-- Quoted text --
------------
Wednesday, October 5, 2011

Time: Friend or Foe?

I'm a fast mover. I figure out what I want and how to get it and then I go for it. I was unaware of this fact a few months ago, and it actually took a friend telling me as much for me to see it. So I have grad school to thank for learning something new about myself, well, grad school and The Move That Wasn't. I came back and sat around for weeks trying to figure out what I was going to do next. The moment I chose to come home and not stay in New York, I changed everything. No more interning, no more plans to become an agent. I was completely lost.

And in that time of 'Oh crap, where do I go from here?' (Buffy musical episode anyone?) I figured I'd start over. Before I really decided I want to be on the other side of publishing, the non-writing side, I was preparing for graduate school. I even had a spreadsheet listing different aspects like tuition, financial aid, and the likes. I still have that spreadsheet, and while I didn't bust it back out because I'm not the same person with the same interests anymore, I did decide that grad school sounded like a great idea. ...Then things got a little crazy, but after a bit I got it all figured out and am now planning on heading back to my Alma Mater to get an MA in English while I continue to write, because let's be honest, writing was the only job that ever really mattered to me.

But the point of this post isn't to tell you how I made the decisions I made, it's about time. A lot can happen in a little bit of time, and sometimes that astounds me.

A month ago I wasn't editing or writing at all, just trying to work and figure things out.

Three months ago I had a loaded car and was moving to New York to make it as a hot shot agent.

Six months ago I was just a college senior who was working on a book and had big plans for the future.

A year ago (in August) I won honorable mention in a blog contest and an amazing agent asked to see my query for TSA based on the Twitter Pitch I submitted. She then said she'd be interested in reading more when I was finished with edits.
------------
-- Record extracts --
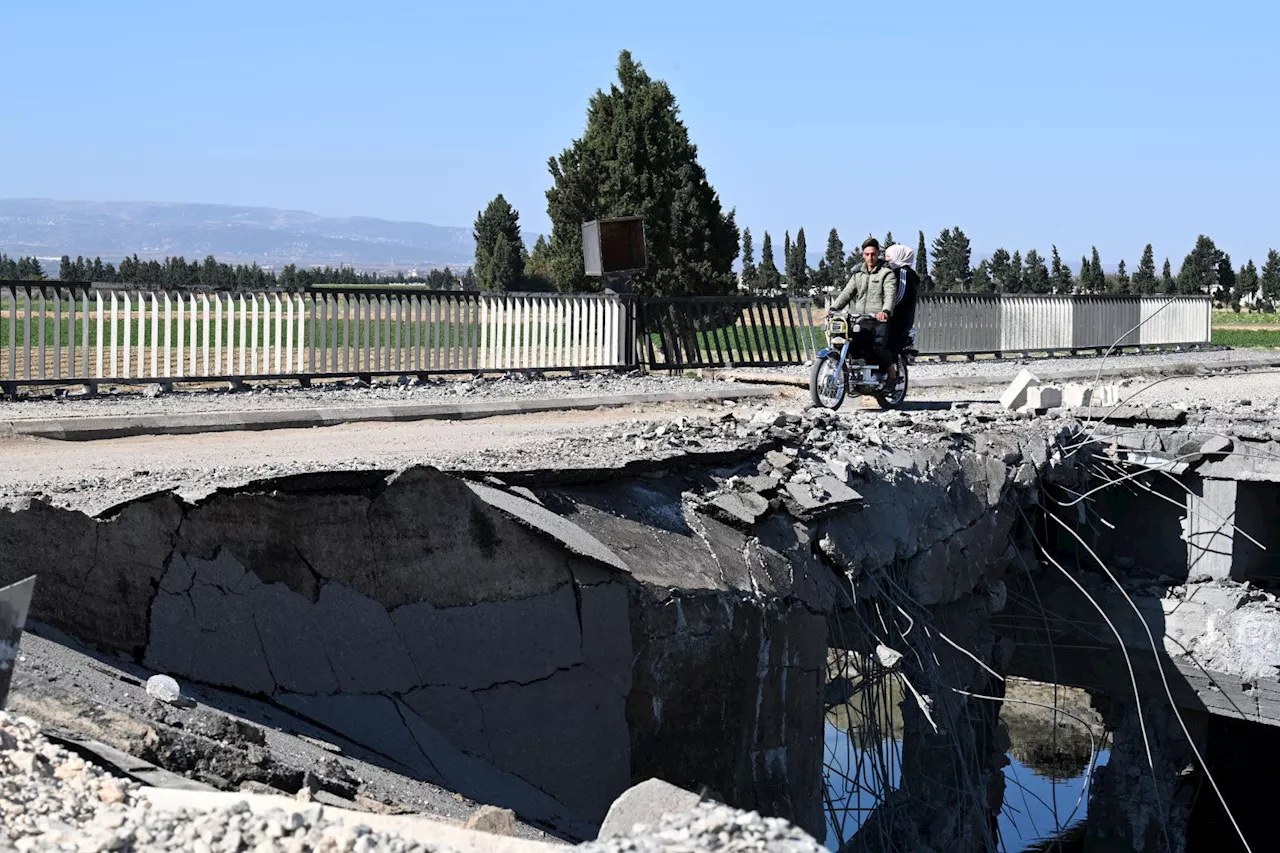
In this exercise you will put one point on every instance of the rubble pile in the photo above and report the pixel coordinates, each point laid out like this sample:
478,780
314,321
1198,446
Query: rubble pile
709,828
53,799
------------
-- Work required --
Rewrite the post about time from "Three months ago" to "finished with edits.", putting "high school senior" wherever "college senior" appears.

-- Solution to this problem --
Three months ago I had a loaded car and was moving to New York to make it as a hot shot agent.

Six months ago I was just a high school senior who was working on a book and had big plans for the future.

A year ago (in August) I won honorable mention in a blog contest and an amazing agent asked to see my query for TSA based on the Twitter Pitch I submitted. She then said she'd be interested in reading more when I was finished with edits.